Record excerpts ->

***

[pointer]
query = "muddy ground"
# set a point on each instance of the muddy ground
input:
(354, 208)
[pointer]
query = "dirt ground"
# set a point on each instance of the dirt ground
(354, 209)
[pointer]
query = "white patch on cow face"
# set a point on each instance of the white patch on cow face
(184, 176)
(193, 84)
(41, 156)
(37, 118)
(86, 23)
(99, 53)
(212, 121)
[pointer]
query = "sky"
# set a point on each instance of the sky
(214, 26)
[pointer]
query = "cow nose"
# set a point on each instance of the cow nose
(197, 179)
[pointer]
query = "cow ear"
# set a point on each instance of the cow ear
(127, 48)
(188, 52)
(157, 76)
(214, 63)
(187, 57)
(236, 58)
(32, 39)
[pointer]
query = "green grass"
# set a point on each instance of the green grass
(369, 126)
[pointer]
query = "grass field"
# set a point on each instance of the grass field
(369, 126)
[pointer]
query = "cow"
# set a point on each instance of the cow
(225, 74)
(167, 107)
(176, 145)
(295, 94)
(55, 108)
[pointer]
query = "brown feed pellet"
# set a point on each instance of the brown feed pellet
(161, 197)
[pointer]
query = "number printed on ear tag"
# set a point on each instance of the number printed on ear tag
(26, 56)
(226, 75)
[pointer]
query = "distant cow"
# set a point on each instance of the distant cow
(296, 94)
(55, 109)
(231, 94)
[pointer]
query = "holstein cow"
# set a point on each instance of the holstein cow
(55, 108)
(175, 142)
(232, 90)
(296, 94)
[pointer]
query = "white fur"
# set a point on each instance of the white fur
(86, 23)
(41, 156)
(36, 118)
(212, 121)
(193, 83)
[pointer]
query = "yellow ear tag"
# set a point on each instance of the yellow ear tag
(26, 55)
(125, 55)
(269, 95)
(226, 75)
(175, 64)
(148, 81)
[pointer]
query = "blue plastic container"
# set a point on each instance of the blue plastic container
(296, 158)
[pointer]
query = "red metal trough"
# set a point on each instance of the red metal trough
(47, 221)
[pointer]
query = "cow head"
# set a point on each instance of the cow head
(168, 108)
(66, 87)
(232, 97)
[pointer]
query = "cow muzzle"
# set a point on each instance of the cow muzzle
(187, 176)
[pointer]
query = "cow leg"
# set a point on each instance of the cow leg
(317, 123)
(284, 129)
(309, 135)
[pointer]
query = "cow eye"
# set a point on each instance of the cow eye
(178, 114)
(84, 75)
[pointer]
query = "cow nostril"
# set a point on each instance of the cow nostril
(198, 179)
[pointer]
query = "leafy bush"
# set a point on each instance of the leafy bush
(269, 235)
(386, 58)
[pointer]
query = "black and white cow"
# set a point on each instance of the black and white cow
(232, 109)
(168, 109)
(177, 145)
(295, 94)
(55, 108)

***

What you will do -> Report how many lines of the entries hold the string "muddy". Provide the number alone.

Finished task -> 2